What is expected: Exclude all pictures, then copy each of the records exactly as written.

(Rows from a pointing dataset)

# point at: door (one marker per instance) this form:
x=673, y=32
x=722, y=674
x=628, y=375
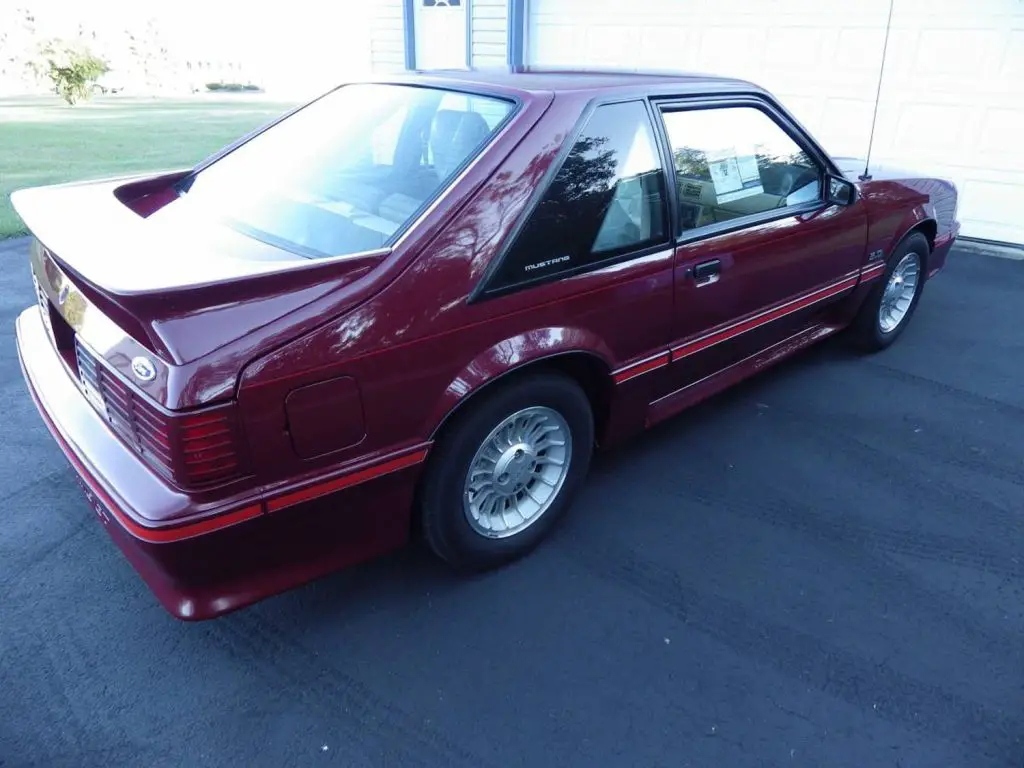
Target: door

Answer to the problem:
# point at: door (one marker per instance) this form:
x=673, y=32
x=722, y=674
x=628, y=375
Target: door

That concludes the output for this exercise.